Stored dataset items:
◇ ◇ ◇

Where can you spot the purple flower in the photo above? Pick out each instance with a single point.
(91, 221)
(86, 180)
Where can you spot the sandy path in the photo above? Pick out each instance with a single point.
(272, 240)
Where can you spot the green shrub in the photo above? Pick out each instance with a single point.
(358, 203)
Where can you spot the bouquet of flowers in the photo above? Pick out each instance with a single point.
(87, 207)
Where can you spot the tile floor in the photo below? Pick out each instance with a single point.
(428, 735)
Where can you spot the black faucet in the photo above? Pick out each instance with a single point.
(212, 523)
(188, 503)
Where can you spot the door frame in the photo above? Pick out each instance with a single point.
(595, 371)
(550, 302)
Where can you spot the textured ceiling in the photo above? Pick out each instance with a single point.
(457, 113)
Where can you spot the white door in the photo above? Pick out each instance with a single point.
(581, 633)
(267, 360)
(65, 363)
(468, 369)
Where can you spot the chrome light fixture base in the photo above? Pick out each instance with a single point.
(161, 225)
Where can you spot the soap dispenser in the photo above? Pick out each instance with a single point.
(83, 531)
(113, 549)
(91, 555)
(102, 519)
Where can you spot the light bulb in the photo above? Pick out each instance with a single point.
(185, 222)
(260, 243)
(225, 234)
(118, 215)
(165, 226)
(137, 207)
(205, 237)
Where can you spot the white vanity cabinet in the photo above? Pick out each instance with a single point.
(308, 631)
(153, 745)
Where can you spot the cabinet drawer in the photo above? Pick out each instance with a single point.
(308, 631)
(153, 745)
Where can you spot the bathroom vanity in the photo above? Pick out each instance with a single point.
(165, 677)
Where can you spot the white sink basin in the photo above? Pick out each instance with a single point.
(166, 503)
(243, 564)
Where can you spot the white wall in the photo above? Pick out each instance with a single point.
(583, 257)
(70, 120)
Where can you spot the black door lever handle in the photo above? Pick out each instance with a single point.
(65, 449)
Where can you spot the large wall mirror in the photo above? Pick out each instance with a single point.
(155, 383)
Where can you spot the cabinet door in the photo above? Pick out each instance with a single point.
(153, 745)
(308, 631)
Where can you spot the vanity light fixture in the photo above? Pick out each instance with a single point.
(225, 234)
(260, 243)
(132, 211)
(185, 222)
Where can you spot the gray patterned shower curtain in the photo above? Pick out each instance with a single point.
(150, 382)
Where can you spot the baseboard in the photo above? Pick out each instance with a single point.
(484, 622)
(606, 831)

◇ ◇ ◇

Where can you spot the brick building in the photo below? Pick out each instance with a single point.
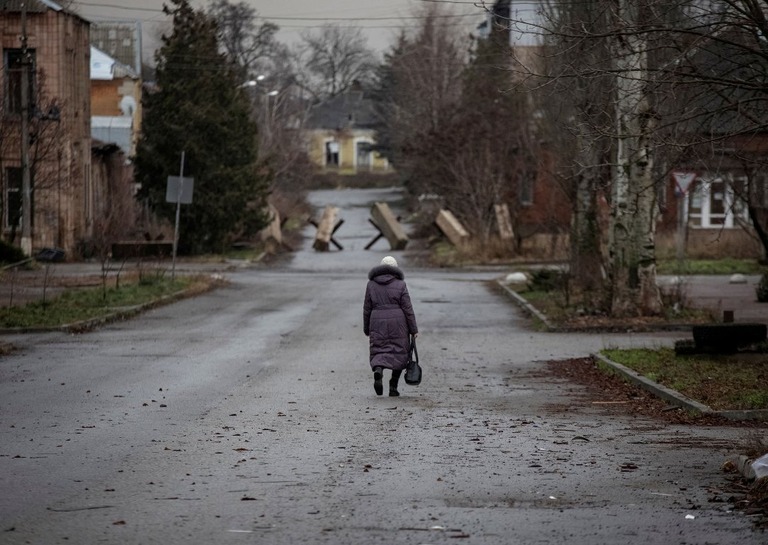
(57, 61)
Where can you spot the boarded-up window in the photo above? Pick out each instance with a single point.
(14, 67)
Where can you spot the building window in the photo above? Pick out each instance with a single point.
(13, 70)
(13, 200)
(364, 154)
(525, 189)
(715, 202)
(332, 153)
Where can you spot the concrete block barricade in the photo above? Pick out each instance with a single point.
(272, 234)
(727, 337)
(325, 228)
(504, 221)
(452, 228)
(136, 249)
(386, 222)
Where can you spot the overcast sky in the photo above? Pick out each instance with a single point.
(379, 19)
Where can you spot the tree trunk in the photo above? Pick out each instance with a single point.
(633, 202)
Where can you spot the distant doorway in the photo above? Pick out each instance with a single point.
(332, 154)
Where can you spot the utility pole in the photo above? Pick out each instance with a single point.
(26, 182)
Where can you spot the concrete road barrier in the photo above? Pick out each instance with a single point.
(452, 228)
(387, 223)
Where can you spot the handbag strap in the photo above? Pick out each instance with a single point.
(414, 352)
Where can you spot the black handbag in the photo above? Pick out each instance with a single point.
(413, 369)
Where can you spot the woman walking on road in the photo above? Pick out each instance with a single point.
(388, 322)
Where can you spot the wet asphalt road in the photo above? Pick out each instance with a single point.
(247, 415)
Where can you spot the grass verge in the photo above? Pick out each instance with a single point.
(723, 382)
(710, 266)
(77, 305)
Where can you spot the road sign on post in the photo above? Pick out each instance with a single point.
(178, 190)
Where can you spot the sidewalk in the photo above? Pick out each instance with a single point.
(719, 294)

◇ ◇ ◇

• REQUIRED TASK: Pull out each line of the records above that contains the word "cabinet", copying those lines in full. Case counts.

• EXERCISE OUTPUT:
Where can you spot the white vanity cabinet in the photo above? Pick out each instance with a single point.
Where can you spot the cabinet drawer in the photo above? Pick out each instance with a single point.
Where can you spot the cabinet door in the photo above? Pick out each instance with a single point.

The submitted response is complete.